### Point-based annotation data
====================
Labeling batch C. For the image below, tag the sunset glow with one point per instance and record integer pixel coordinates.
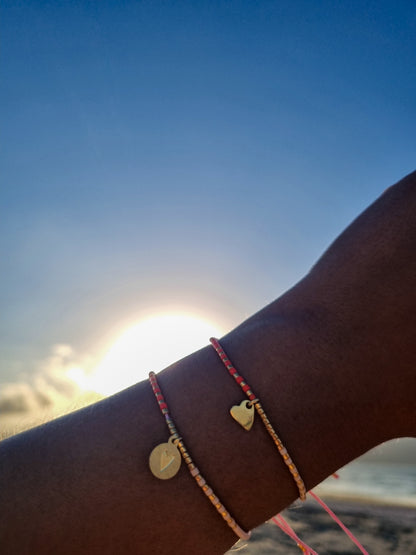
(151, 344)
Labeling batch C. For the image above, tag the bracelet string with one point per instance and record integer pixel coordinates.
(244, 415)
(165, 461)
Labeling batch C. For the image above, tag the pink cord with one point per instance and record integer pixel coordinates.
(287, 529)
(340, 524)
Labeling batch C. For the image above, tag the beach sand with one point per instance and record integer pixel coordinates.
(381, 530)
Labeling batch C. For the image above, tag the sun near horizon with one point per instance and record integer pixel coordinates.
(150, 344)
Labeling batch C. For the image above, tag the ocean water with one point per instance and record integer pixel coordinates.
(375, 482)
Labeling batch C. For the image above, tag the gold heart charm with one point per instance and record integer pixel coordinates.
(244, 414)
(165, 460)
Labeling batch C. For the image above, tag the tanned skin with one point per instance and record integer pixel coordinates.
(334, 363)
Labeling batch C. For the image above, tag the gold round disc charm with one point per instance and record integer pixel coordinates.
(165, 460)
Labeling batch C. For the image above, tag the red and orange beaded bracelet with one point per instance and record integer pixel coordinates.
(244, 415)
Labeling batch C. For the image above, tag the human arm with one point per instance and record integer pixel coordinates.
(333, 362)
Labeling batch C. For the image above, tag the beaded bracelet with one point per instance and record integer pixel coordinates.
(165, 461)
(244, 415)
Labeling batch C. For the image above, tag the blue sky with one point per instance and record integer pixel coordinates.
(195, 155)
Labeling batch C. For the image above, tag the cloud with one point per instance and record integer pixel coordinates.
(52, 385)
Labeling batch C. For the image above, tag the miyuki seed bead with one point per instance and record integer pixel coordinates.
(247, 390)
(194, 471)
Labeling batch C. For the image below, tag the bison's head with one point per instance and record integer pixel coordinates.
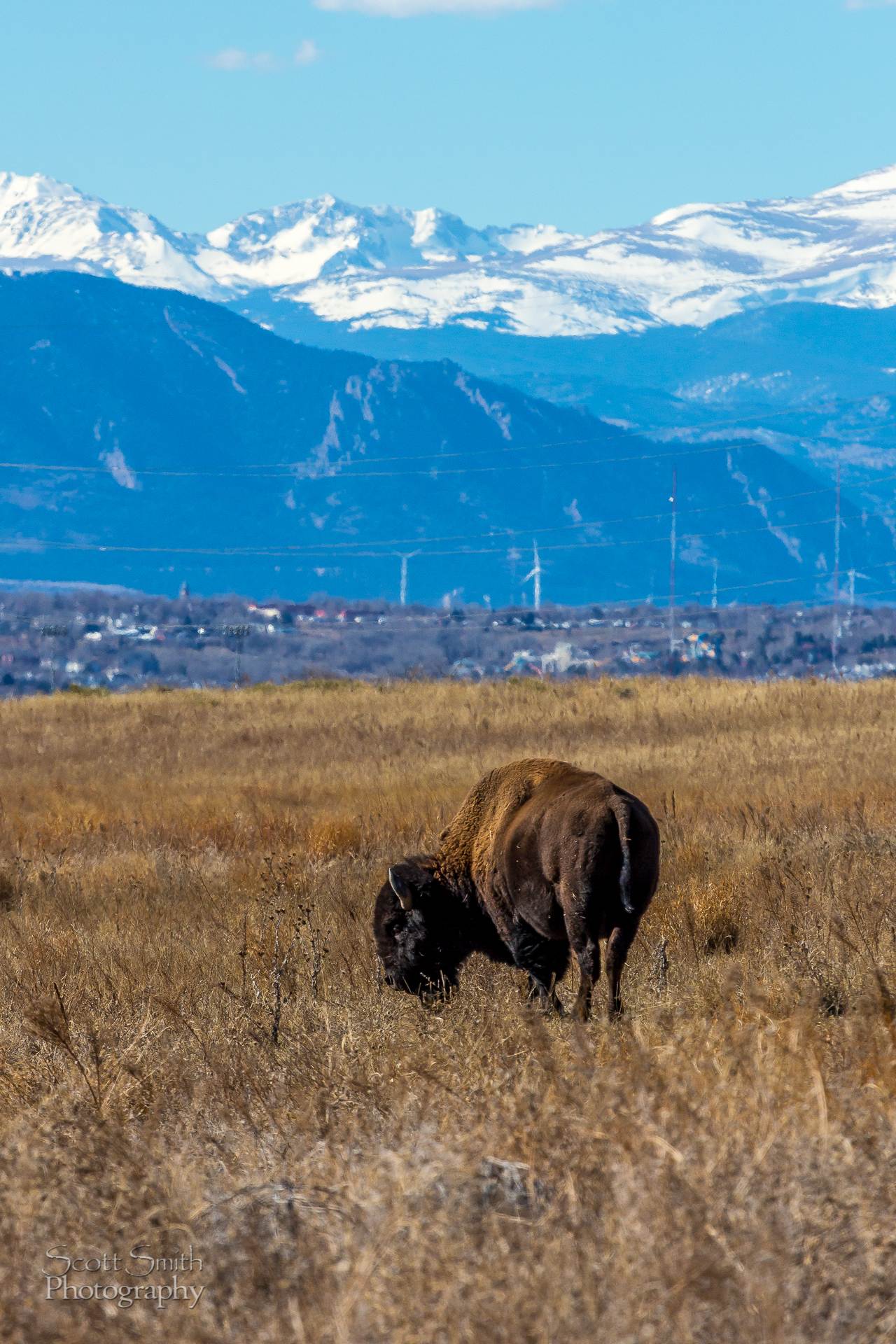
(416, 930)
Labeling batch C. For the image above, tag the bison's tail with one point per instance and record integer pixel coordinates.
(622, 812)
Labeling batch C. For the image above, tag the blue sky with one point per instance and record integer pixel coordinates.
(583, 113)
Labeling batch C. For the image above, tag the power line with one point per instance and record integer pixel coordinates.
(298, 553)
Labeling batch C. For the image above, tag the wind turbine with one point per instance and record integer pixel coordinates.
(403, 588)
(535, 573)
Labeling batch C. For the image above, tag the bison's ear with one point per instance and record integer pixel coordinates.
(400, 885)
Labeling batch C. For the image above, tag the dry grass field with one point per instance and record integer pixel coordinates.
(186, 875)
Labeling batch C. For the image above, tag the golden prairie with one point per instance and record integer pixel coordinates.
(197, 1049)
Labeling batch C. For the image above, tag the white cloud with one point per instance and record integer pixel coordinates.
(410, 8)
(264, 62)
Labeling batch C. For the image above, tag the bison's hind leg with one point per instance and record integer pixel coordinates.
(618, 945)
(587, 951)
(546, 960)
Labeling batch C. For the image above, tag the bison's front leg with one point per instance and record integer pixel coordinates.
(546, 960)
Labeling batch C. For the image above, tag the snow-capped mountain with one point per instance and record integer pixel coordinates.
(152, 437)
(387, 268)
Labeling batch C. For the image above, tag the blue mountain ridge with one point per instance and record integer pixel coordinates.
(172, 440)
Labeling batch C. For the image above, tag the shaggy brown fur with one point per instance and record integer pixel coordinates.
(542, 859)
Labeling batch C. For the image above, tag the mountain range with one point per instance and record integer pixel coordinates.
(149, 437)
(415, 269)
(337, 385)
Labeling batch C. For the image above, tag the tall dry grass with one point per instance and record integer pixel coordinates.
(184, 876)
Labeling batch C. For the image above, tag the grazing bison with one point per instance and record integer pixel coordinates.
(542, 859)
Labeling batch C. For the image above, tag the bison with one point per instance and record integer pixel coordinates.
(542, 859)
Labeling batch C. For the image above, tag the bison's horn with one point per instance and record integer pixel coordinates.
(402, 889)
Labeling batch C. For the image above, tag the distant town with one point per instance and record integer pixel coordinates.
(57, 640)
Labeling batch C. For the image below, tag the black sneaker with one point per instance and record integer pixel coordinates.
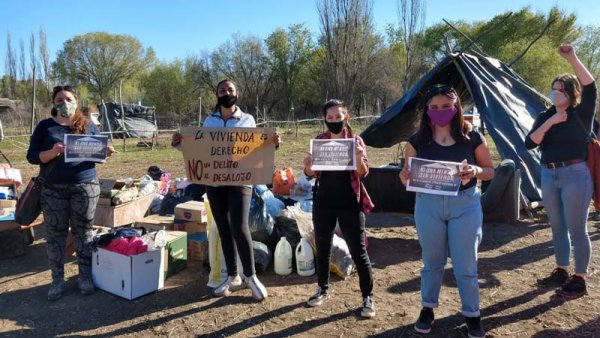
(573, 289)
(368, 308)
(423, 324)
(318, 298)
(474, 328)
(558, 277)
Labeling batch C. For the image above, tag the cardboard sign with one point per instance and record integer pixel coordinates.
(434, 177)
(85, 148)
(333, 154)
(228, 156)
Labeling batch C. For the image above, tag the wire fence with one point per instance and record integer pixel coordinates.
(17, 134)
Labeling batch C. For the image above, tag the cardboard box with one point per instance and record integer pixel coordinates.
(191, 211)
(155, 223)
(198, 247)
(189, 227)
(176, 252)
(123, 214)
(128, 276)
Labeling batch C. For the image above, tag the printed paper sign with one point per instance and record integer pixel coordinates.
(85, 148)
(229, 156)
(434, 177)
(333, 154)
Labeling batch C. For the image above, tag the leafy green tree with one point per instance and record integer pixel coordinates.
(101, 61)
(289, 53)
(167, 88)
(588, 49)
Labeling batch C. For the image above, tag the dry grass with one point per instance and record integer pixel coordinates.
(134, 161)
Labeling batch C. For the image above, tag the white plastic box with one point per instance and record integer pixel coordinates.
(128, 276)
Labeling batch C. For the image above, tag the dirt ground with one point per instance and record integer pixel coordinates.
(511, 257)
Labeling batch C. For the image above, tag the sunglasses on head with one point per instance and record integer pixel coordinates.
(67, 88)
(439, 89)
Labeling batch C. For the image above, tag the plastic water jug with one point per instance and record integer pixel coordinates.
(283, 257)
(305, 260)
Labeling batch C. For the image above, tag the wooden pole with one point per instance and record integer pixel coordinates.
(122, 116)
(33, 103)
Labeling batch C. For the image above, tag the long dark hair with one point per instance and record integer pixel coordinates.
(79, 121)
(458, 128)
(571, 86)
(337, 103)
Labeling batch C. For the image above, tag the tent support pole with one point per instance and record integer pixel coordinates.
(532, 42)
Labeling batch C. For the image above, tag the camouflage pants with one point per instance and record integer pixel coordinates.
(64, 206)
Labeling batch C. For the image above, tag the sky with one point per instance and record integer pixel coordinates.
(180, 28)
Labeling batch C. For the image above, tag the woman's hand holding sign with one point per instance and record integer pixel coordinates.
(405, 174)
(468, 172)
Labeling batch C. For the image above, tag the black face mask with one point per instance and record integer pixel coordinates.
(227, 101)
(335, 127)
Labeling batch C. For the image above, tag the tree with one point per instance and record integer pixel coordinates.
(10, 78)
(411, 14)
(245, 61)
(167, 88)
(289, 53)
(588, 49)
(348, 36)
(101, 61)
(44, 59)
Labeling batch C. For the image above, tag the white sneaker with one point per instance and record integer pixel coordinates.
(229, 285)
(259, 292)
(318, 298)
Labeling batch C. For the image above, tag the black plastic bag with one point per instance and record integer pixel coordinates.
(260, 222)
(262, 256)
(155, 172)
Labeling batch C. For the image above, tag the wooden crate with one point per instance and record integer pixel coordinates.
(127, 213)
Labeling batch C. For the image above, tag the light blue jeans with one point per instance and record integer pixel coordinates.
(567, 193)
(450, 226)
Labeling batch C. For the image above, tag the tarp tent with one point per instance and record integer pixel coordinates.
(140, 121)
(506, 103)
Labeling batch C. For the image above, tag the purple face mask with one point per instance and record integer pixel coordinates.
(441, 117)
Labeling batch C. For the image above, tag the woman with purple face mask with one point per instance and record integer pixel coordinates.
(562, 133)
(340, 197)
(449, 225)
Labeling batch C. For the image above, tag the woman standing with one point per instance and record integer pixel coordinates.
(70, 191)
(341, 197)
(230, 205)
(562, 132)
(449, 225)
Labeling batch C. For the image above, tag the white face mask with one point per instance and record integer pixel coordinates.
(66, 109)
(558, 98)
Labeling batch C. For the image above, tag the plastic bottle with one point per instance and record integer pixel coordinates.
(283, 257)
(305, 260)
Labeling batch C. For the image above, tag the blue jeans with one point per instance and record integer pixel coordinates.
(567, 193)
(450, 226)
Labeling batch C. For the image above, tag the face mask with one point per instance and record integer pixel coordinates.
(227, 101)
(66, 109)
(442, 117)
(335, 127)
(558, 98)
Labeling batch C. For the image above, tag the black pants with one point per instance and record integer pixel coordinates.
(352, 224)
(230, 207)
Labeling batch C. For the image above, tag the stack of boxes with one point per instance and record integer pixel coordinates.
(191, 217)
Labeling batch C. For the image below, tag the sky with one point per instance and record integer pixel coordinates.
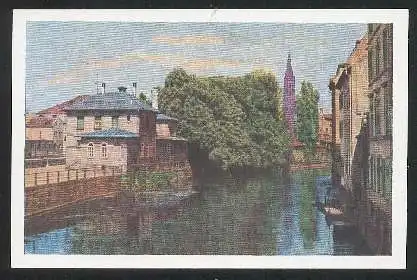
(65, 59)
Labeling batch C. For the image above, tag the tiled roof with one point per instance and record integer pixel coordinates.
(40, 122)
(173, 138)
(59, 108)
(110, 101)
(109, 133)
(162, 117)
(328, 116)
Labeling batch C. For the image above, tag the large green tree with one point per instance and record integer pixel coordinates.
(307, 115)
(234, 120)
====================
### PROBLEM TO WORK ON
From the line holding "Labeling batch C. For the image above, tag the stack" to the last line of the listing, please output each line exactly as it stands. Pictures stay out of the copy.

### SOLVED EXERCISE
Labeling batch C. For the image above, tag the stack of boxes with one point per instance and record integer pixel coordinates.
(191, 217)
Labeling batch C. For the image below, tag the sky with one point per instance and record integer pixel coordinates.
(65, 59)
Labeling batch C. For the image above, tag the tiled roof with one point per instance and record integer pixel coordinates.
(40, 122)
(173, 138)
(59, 108)
(110, 101)
(109, 133)
(162, 117)
(328, 116)
Labeling batch C. For the image above, tag the large green tree with one point per instance and record integer pixel coordinates.
(307, 115)
(234, 120)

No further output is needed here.